- Problem details:
Copy out everything in the material from the line containing "[locate] face (a" down to its very end, word for word.

- Record extracts:
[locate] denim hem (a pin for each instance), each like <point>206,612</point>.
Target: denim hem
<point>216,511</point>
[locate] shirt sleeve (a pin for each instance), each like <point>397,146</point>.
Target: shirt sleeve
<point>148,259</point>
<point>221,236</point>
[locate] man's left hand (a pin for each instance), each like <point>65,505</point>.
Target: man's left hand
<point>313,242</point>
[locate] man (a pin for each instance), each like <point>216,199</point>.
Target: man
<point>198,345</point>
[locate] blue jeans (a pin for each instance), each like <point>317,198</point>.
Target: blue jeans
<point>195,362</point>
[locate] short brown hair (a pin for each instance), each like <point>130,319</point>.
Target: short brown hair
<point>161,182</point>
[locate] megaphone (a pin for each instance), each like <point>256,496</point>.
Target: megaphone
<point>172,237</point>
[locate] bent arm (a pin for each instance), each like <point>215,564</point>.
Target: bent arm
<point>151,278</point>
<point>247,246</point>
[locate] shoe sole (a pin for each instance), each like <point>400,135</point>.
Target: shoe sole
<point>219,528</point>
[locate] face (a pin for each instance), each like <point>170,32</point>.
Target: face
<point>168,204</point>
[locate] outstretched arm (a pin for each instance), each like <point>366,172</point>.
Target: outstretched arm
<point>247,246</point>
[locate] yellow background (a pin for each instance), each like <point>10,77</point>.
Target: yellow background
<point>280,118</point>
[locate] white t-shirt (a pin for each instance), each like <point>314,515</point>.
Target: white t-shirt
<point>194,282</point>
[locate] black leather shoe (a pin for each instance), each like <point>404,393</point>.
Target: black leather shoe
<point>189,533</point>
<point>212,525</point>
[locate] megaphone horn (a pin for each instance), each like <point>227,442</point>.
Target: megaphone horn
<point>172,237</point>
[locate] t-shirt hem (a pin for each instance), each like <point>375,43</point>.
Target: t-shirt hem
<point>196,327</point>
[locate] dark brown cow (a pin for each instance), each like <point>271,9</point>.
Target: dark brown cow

- Output of the task:
[locate] face (a pin for each instance), each like <point>170,32</point>.
Target: face
<point>168,204</point>
[locate] outstretched arm (a pin for each instance), each like <point>366,172</point>.
Target: outstretched arm
<point>247,246</point>
[locate] yellow background (a pin for each instance), each like <point>10,77</point>.
Target: yellow background
<point>280,118</point>
[locate] white t-shirt (a pin for each instance), each like <point>314,515</point>.
Target: white t-shirt
<point>194,282</point>
[locate] black leather shoe (a pin for each instance), each like <point>404,393</point>.
Target: black leather shoe
<point>189,533</point>
<point>212,525</point>
[locate] megaphone horn (a pin for each instance), each like <point>227,442</point>.
Target: megaphone horn
<point>172,237</point>
[locate] t-shirt hem (a pin for each instance), each like <point>375,43</point>.
Target: t-shirt hem
<point>196,327</point>
[locate] dark brown cow (a pin for each instance), each like <point>271,9</point>.
Target: dark brown cow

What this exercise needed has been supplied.